>> START Provided entries
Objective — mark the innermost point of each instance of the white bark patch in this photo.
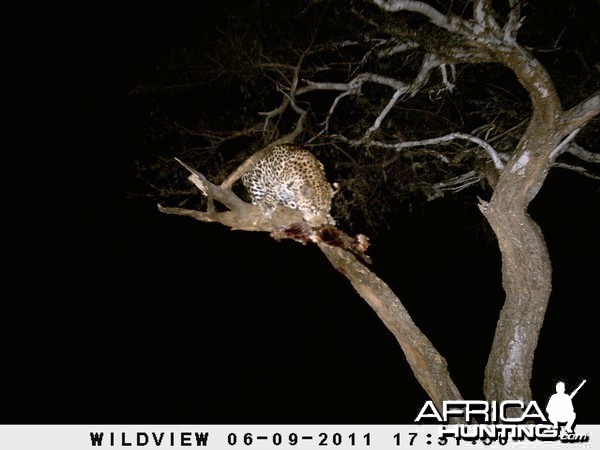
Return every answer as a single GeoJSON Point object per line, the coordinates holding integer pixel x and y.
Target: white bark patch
{"type": "Point", "coordinates": [519, 166]}
{"type": "Point", "coordinates": [515, 350]}
{"type": "Point", "coordinates": [543, 90]}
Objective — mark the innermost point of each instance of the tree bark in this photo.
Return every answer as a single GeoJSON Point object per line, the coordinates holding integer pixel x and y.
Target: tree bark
{"type": "Point", "coordinates": [428, 366]}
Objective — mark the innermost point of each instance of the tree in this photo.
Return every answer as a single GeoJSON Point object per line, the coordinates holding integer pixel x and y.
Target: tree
{"type": "Point", "coordinates": [337, 94]}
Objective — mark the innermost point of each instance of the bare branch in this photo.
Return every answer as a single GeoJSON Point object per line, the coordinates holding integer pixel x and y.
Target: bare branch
{"type": "Point", "coordinates": [580, 170]}
{"type": "Point", "coordinates": [448, 21]}
{"type": "Point", "coordinates": [433, 141]}
{"type": "Point", "coordinates": [564, 145]}
{"type": "Point", "coordinates": [514, 22]}
{"type": "Point", "coordinates": [384, 113]}
{"type": "Point", "coordinates": [581, 114]}
{"type": "Point", "coordinates": [429, 367]}
{"type": "Point", "coordinates": [583, 154]}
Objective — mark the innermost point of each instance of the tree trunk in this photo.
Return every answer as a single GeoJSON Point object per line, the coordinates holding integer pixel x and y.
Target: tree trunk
{"type": "Point", "coordinates": [526, 267]}
{"type": "Point", "coordinates": [428, 366]}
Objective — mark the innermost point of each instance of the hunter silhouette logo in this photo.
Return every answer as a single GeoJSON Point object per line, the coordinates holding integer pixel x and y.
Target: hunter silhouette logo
{"type": "Point", "coordinates": [560, 407]}
{"type": "Point", "coordinates": [506, 420]}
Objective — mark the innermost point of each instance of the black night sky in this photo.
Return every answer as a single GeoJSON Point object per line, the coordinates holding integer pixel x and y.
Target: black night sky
{"type": "Point", "coordinates": [113, 313]}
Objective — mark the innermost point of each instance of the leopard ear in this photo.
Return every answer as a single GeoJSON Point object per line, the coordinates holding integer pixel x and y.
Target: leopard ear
{"type": "Point", "coordinates": [307, 190]}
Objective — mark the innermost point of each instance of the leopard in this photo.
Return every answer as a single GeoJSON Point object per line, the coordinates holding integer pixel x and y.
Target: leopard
{"type": "Point", "coordinates": [291, 176]}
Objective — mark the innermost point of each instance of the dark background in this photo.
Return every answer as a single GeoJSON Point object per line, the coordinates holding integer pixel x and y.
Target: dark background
{"type": "Point", "coordinates": [114, 313]}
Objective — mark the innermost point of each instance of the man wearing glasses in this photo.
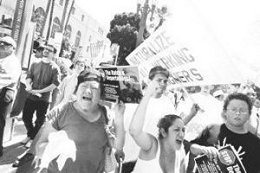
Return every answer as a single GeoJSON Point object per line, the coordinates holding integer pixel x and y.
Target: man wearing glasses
{"type": "Point", "coordinates": [42, 78]}
{"type": "Point", "coordinates": [10, 71]}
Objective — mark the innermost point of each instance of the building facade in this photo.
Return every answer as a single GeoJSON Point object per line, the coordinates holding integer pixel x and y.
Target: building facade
{"type": "Point", "coordinates": [82, 31]}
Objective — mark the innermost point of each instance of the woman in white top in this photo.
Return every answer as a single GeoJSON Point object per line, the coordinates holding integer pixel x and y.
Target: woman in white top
{"type": "Point", "coordinates": [165, 153]}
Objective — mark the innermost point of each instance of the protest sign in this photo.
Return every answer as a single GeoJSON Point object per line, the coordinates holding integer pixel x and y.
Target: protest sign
{"type": "Point", "coordinates": [227, 162]}
{"type": "Point", "coordinates": [188, 48]}
{"type": "Point", "coordinates": [121, 82]}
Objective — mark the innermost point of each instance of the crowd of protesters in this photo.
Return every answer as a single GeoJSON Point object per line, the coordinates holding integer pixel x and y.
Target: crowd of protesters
{"type": "Point", "coordinates": [76, 131]}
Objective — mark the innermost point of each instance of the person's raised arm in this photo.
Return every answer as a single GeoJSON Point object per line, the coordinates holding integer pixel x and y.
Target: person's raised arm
{"type": "Point", "coordinates": [142, 139]}
{"type": "Point", "coordinates": [119, 110]}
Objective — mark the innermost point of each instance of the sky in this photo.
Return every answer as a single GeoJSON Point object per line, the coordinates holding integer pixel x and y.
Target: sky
{"type": "Point", "coordinates": [104, 10]}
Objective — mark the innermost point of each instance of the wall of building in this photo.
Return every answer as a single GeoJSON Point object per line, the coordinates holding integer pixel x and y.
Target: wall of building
{"type": "Point", "coordinates": [91, 31]}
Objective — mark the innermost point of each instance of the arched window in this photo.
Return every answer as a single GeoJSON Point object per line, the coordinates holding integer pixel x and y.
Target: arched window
{"type": "Point", "coordinates": [39, 16]}
{"type": "Point", "coordinates": [77, 40]}
{"type": "Point", "coordinates": [68, 31]}
{"type": "Point", "coordinates": [56, 27]}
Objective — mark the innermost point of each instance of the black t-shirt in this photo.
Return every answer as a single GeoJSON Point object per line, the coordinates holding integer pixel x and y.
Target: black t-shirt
{"type": "Point", "coordinates": [250, 145]}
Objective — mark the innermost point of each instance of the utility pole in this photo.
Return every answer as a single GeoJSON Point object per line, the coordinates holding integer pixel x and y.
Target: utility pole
{"type": "Point", "coordinates": [50, 22]}
{"type": "Point", "coordinates": [142, 25]}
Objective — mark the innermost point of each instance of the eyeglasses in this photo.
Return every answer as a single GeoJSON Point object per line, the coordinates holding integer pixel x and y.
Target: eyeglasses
{"type": "Point", "coordinates": [80, 64]}
{"type": "Point", "coordinates": [4, 44]}
{"type": "Point", "coordinates": [239, 111]}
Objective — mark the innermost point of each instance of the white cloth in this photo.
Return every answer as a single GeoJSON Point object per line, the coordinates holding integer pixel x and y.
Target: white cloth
{"type": "Point", "coordinates": [156, 109]}
{"type": "Point", "coordinates": [10, 71]}
{"type": "Point", "coordinates": [153, 166]}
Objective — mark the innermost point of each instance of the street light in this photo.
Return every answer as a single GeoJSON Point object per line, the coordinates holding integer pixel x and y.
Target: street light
{"type": "Point", "coordinates": [144, 11]}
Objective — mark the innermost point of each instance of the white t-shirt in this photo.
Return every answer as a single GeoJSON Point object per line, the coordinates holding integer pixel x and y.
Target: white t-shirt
{"type": "Point", "coordinates": [157, 108]}
{"type": "Point", "coordinates": [10, 71]}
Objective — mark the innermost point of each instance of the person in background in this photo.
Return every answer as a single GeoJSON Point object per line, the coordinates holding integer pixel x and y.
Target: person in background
{"type": "Point", "coordinates": [158, 106]}
{"type": "Point", "coordinates": [42, 78]}
{"type": "Point", "coordinates": [160, 154]}
{"type": "Point", "coordinates": [10, 71]}
{"type": "Point", "coordinates": [164, 153]}
{"type": "Point", "coordinates": [236, 112]}
{"type": "Point", "coordinates": [131, 94]}
{"type": "Point", "coordinates": [69, 83]}
{"type": "Point", "coordinates": [254, 121]}
{"type": "Point", "coordinates": [219, 95]}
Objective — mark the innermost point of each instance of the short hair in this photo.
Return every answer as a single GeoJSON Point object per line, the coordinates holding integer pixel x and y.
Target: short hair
>> END Provided entries
### Stated exercise:
Retype the part of the entries that opens with the line containing "cloth in this photo." and closes with the final line of the entries, both included.

### Correct output:
Objective — mark the innermost point of each instance of the white cloth in this photo.
Return every answer as a single GeoJSON Point object per line, the coordinates holding integer pixel x and y.
Target: white cloth
{"type": "Point", "coordinates": [156, 109]}
{"type": "Point", "coordinates": [10, 71]}
{"type": "Point", "coordinates": [153, 166]}
Objective — mark the innermost point of each instance of the street light in this photo.
Return every answer as a single GeoJSON Point object per line, the coordinates holding integer pixel x and y.
Target: street light
{"type": "Point", "coordinates": [144, 11]}
Objective — mark the innermost point of each instance of the white t-shirt in this photo.
Return every answer as a single GeoJSON Point object per line, the coordinates holding integer pixel x and y.
Target: white t-shirt
{"type": "Point", "coordinates": [157, 108]}
{"type": "Point", "coordinates": [10, 71]}
Objective — mark the innermost point of each instance of the person in background in this photo.
Return every answer as a single GeoJSON Point object per line, the coordinates holding integer pixel x and y.
Target: person in background
{"type": "Point", "coordinates": [158, 106]}
{"type": "Point", "coordinates": [42, 78]}
{"type": "Point", "coordinates": [160, 154]}
{"type": "Point", "coordinates": [10, 71]}
{"type": "Point", "coordinates": [164, 153]}
{"type": "Point", "coordinates": [236, 112]}
{"type": "Point", "coordinates": [131, 94]}
{"type": "Point", "coordinates": [69, 83]}
{"type": "Point", "coordinates": [254, 121]}
{"type": "Point", "coordinates": [219, 95]}
Objective — mark the innermost point of each instance of the short hair in this photo.
Return every answer as a single GeoJSON Point object per line, the coordinates holding integer pixel x and y.
Target: short hair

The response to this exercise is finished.